▸ **Exercise goal**:
Copy every entry. Do not alter a single word.

*** Opening of Material for this task ***

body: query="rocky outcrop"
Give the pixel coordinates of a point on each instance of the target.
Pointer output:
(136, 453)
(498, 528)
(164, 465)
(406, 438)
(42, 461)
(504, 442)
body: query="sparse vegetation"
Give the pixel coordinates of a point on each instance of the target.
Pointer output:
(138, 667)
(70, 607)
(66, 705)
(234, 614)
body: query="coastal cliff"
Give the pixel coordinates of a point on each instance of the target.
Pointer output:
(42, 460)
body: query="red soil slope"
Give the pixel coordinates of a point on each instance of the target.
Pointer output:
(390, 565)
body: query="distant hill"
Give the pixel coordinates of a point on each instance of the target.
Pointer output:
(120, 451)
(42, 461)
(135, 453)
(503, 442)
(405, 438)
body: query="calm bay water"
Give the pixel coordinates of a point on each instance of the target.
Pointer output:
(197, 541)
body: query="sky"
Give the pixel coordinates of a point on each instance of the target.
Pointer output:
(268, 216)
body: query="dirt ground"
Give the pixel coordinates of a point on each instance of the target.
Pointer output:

*** Close of Material for this task ***

▸ **Result**:
body: query="rocky outcrop"
Give the pixel coordinates of a point on each instance of the target.
Pointer output:
(136, 453)
(498, 528)
(164, 465)
(406, 438)
(42, 461)
(504, 442)
body: query="sparse vegetation"
Give the pixel coordinates of a point on each instance of the target.
Pointer output:
(138, 667)
(70, 607)
(66, 705)
(234, 614)
body: query="coastal cliff"
Give the pixel coordinates of a point on each instance of the target.
Pointer output:
(42, 460)
body: query="red soil slope"
Give the pixel coordinates of a point on each instance of the target.
Pointer output:
(390, 565)
body: query="distant hill"
Give the pixel coordinates of a point on each instance of the target.
Pointer output:
(120, 451)
(42, 461)
(135, 453)
(503, 442)
(405, 438)
body: query="calm bay water"
Give the pixel coordinates of a point on each instance of the target.
Pointer output:
(197, 541)
body: query="sky"
Give the pixel coordinates of a point on each instance of the target.
Pointer output:
(268, 216)
body: query="dirt ground"
Give the pixel coordinates of a point on each instance of the target.
Pointer output:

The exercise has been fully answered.